:: Records shown ::
■ ■ ■ ■ ■ ■ ■

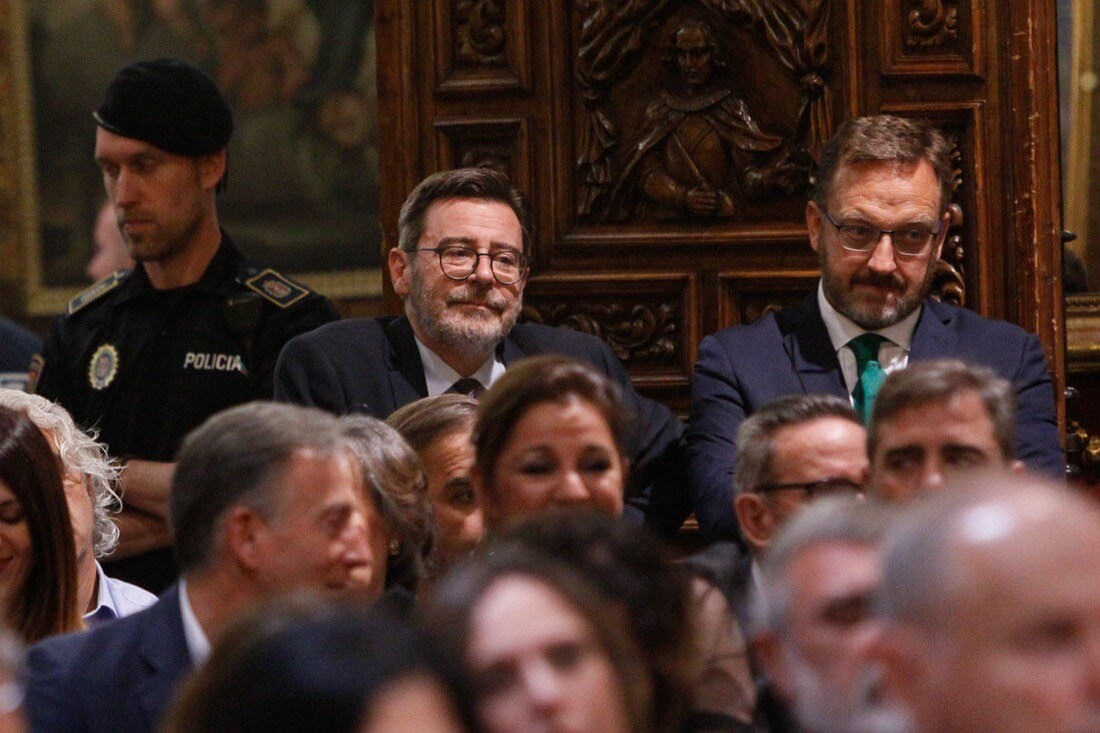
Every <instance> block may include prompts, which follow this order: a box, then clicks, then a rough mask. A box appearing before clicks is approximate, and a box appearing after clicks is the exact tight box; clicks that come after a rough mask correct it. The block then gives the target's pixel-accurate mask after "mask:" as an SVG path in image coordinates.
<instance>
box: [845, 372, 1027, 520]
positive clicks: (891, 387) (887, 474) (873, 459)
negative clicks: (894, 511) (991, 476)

■ ■ ■ ■ ■ ■ ■

:: Problem ::
Only the pictures are to be omitted; restate everything else above exactly.

:: Task solution ::
Every <instance> block may include prompts, which follow this order: a box, then clicks, then a rough mask. A box appearing before clicks is approximate, and a box appearing after clicks is the exact tight box; clicks that come after a rough mask correct it. The block then gives the target's pixel-accurate mask after "mask:" as an SVG path in image coordinates.
<instance>
box: [845, 372, 1027, 520]
positive clicks: (891, 387) (887, 474) (873, 459)
negative clicks: (894, 511) (991, 476)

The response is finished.